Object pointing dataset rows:
* start *

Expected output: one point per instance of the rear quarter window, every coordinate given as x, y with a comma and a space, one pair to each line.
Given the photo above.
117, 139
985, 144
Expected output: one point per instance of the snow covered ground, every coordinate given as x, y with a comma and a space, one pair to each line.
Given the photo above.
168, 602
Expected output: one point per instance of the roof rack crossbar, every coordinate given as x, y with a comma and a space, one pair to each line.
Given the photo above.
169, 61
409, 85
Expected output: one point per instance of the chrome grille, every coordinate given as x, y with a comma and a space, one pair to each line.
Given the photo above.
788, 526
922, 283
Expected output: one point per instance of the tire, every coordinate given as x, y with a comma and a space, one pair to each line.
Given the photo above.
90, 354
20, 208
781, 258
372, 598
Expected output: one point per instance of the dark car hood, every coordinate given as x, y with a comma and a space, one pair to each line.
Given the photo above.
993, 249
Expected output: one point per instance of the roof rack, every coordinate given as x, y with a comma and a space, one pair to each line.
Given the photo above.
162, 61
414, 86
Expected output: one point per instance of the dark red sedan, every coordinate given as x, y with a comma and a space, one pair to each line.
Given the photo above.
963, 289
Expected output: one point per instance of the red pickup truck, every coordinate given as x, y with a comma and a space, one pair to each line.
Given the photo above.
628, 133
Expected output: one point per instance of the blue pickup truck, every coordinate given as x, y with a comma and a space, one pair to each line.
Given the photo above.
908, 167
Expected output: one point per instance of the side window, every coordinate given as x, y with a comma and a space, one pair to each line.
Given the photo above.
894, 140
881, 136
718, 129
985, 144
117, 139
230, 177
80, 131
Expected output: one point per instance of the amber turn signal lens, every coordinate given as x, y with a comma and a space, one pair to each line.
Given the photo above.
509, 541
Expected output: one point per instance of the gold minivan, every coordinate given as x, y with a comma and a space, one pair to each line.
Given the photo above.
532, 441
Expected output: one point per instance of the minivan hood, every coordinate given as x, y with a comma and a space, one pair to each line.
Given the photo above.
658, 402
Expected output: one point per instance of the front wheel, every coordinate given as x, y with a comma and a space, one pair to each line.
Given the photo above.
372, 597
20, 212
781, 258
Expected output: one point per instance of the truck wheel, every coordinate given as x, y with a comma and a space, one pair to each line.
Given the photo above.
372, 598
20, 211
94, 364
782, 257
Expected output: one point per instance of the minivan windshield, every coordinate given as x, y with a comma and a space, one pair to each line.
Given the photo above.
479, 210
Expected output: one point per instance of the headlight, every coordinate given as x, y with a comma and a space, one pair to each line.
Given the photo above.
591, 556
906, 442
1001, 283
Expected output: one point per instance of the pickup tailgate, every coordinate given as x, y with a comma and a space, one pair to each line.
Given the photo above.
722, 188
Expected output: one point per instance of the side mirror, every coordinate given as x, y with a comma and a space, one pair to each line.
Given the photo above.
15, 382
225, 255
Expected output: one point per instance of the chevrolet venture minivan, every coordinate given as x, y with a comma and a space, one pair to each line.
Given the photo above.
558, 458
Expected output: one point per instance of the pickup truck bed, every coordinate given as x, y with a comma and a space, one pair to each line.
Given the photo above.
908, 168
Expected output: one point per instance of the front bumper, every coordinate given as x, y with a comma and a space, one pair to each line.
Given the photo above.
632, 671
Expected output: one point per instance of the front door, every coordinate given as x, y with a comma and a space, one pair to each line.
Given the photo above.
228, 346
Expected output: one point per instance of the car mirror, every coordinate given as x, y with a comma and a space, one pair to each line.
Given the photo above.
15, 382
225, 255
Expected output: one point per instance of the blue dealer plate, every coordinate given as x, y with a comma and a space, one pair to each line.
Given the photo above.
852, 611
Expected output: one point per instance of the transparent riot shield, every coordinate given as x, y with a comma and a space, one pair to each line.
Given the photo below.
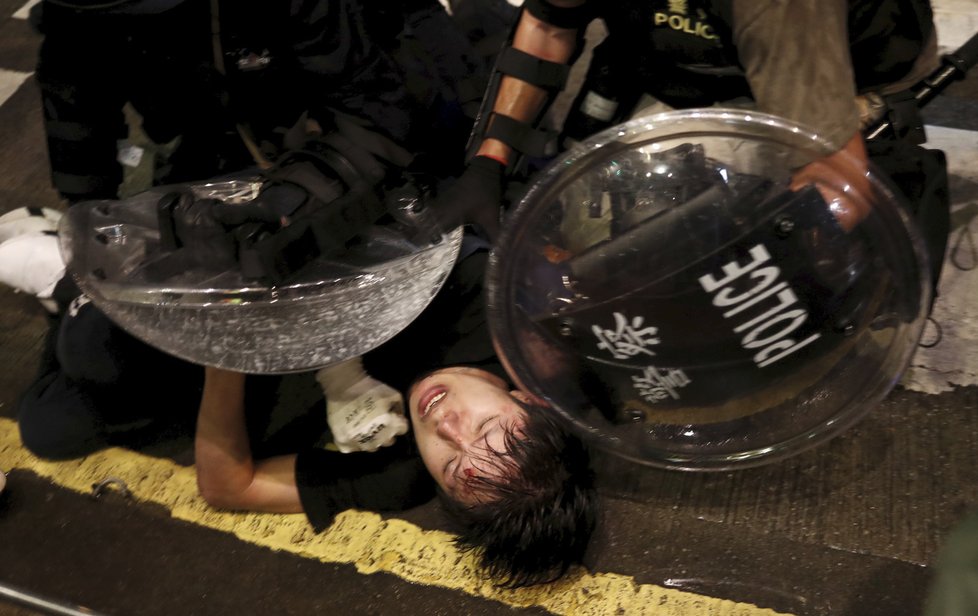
669, 294
204, 311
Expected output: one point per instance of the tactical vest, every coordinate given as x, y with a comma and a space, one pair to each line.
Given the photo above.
685, 54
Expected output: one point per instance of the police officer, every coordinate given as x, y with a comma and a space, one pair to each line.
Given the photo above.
811, 62
230, 81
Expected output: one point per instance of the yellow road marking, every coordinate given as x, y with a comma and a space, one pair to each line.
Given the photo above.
362, 539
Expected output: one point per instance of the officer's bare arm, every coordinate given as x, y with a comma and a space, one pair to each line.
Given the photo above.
227, 476
518, 99
841, 178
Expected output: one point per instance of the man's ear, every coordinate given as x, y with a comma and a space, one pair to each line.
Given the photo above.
528, 398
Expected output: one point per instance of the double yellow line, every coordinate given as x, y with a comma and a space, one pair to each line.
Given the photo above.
362, 539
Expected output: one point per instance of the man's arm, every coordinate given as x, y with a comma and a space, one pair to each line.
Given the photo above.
227, 476
841, 179
519, 99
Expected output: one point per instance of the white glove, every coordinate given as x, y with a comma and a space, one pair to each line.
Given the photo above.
363, 413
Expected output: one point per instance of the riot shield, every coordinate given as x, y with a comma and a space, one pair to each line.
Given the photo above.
673, 299
198, 306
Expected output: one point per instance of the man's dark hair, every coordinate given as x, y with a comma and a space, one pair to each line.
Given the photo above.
535, 514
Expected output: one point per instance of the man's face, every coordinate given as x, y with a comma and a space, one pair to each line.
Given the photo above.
460, 416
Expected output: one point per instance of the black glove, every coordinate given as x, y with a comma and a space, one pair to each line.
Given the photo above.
476, 199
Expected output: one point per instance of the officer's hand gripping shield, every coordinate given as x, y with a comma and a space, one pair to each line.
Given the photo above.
662, 288
204, 310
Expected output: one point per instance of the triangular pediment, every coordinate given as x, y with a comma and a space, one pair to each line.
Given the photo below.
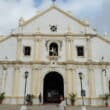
43, 21
54, 7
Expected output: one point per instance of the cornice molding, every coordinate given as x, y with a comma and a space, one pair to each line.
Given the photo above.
59, 63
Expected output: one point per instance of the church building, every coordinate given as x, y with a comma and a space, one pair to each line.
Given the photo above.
60, 54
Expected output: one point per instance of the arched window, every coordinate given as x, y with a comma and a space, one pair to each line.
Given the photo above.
53, 49
109, 86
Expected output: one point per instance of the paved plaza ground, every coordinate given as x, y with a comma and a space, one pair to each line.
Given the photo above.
49, 107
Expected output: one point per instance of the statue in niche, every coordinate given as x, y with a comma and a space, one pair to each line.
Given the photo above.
53, 52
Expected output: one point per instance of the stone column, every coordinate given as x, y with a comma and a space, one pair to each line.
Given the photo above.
74, 81
89, 49
4, 78
37, 49
16, 83
68, 49
72, 50
92, 88
69, 80
36, 82
19, 50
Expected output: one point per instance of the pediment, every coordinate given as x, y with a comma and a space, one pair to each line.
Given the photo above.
53, 16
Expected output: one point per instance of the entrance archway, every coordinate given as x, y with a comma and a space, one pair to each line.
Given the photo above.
53, 87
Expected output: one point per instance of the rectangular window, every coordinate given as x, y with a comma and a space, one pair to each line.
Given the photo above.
80, 51
27, 50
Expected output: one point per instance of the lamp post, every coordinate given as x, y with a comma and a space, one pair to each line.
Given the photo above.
82, 91
26, 76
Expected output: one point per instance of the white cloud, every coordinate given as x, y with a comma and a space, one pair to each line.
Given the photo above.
11, 11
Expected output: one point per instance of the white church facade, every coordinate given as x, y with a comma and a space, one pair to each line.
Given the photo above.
53, 47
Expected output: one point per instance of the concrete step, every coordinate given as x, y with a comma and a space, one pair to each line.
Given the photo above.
49, 107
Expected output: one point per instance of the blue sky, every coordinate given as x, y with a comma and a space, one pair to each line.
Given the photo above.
97, 12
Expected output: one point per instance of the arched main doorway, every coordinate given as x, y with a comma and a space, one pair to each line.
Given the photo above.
53, 87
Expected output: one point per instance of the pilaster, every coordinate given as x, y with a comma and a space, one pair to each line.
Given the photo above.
69, 48
4, 78
37, 49
35, 81
69, 80
89, 49
18, 51
92, 88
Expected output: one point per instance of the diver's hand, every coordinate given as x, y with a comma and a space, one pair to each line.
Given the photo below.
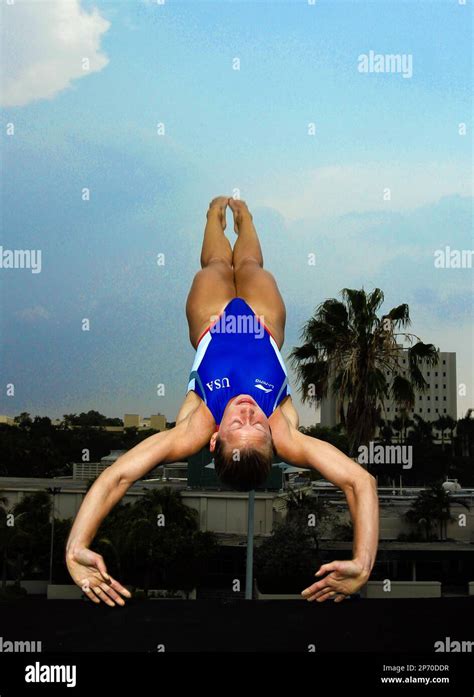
343, 579
88, 571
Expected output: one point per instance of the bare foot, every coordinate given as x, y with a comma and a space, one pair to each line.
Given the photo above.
219, 205
239, 209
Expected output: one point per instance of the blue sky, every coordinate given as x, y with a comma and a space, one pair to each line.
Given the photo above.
227, 130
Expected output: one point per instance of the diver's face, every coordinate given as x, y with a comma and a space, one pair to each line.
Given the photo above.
244, 423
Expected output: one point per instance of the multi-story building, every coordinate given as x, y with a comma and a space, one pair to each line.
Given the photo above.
439, 399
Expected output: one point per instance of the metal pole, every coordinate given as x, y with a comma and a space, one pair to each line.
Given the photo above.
53, 491
51, 546
250, 527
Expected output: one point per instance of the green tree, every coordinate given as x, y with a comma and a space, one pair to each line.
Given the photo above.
431, 511
349, 349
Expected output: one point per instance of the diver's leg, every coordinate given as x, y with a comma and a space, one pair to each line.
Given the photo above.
253, 283
213, 287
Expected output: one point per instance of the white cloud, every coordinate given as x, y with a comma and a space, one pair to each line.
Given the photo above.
31, 314
44, 44
337, 190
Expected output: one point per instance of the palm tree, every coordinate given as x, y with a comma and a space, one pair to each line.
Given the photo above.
350, 349
442, 424
433, 506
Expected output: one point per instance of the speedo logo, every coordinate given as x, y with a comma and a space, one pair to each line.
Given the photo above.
259, 384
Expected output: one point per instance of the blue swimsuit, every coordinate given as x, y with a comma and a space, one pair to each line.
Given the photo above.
238, 355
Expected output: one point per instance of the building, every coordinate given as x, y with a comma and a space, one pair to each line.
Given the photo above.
439, 399
156, 422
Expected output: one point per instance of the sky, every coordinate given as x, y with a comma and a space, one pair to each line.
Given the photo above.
267, 101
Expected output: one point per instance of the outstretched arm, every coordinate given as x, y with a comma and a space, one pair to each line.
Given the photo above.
87, 568
343, 577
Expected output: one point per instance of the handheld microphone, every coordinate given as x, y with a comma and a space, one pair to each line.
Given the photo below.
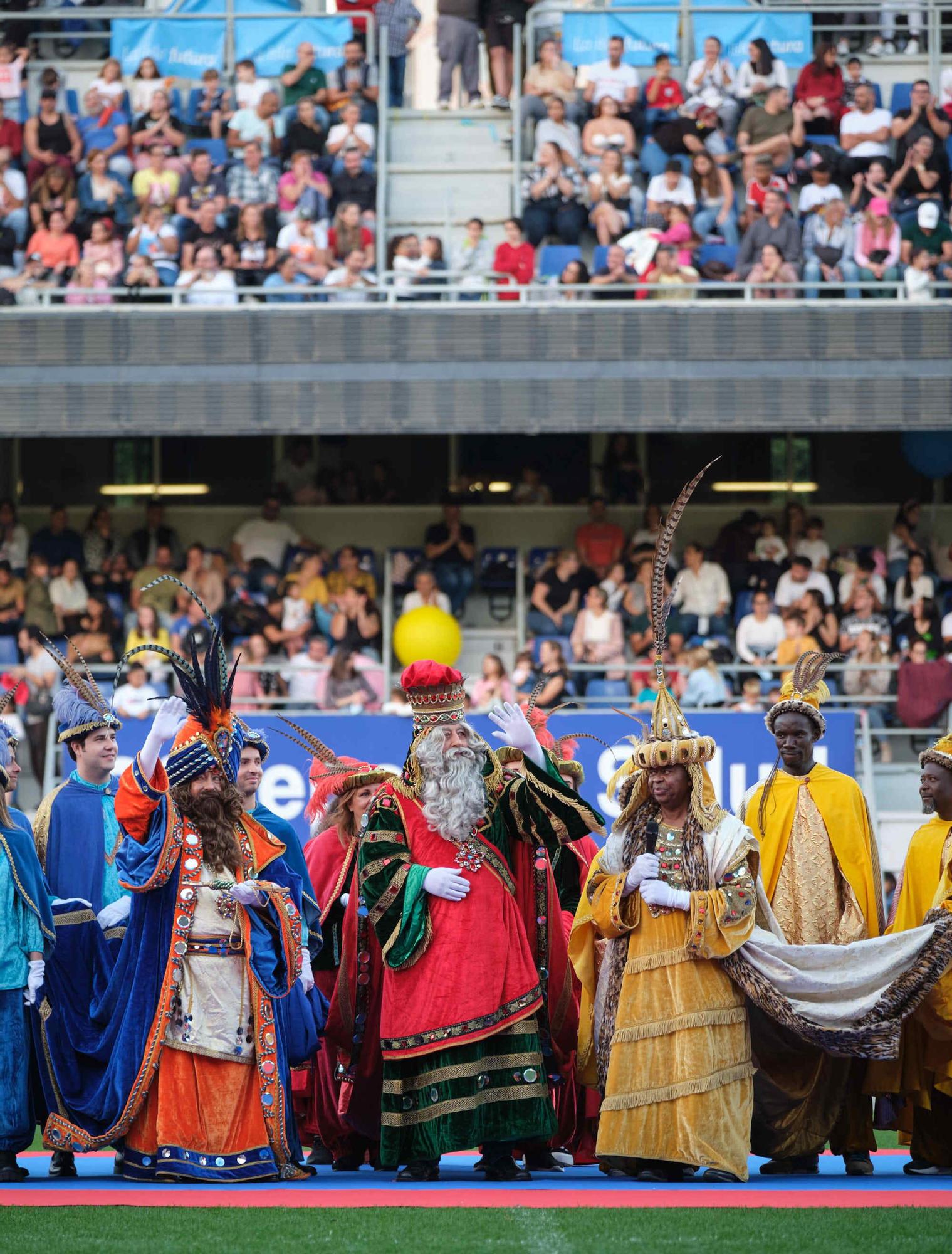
652, 836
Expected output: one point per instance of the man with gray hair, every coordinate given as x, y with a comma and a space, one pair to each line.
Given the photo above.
455, 878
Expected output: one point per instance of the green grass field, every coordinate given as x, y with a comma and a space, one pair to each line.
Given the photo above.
169, 1231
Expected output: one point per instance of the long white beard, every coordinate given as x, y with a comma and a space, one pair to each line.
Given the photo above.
454, 793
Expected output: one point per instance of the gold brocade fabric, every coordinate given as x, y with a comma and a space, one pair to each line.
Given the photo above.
813, 902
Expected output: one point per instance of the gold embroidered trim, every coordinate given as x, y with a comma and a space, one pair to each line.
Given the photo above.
693, 1019
538, 1092
686, 1089
653, 961
475, 1068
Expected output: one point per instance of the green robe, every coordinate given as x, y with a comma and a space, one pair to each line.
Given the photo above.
476, 1092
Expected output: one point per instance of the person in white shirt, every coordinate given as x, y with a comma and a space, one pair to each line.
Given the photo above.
208, 284
132, 699
865, 131
702, 596
614, 78
813, 546
425, 594
760, 633
914, 586
798, 580
351, 280
263, 541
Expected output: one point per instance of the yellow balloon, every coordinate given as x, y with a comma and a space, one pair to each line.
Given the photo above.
427, 633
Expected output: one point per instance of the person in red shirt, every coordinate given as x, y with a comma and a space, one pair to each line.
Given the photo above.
599, 542
663, 95
514, 258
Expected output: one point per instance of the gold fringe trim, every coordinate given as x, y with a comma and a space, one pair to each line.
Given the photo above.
653, 961
686, 1089
693, 1019
538, 1092
475, 1068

* end *

- [WHAT YOU SHOULD DO] Retype nothing except the lines from the line holding "Expected output: one point per instance of the green grass" through the last line of the entries, both included.

- [TASK OUTPUT]
Expected output: one point per instance of the green grass field, every coordinate given as x, y with a comma and a space, one pair to each line.
Given the photo above.
169, 1231
Expected output: one point per instance of the long white beard, every coordinate given as x, y with a comma and a space, one pair to each line.
Given the photo above.
454, 793
Expected output: one point per instance of the gold brocade fabric, every coordinate given as x, y with a comma and a space, one pair to each line.
Given the photo above.
813, 902
Expected output: one point per instance of the gold embroidered trim, every coordinate given as x, y with a comma and a space, one pair to each line.
Given the photo above.
693, 1019
538, 1092
686, 1089
653, 961
475, 1068
Expected output: one point per instance of the green robe, every coordinate given as x, y with a comma and a space, one pair to each line.
Given the photo above.
476, 1092
Expected output: one point per instance of the person in white shirt, every coordinate given as x, y with a comma and a space, one pair to each line.
Given the photo above.
208, 284
132, 699
865, 131
702, 596
614, 78
813, 546
425, 594
760, 633
914, 586
798, 580
351, 280
263, 541
Expected output: one point per instance of the yellow balloon, every coordinate given as x, y with a comma and a space, one pair to each line.
Given the photo above.
427, 633
Expected output: one point per instance of the person in red shirt, every coordinate given as x, y with a comma and a space, one pair to each line.
Given the photo above.
599, 542
663, 95
514, 258
Expected output: one point per instance of the gold fringe trim, every coordinate given as x, y with a comma and a space, one pair to each line.
Given the photo above.
653, 961
686, 1089
693, 1019
538, 1092
475, 1068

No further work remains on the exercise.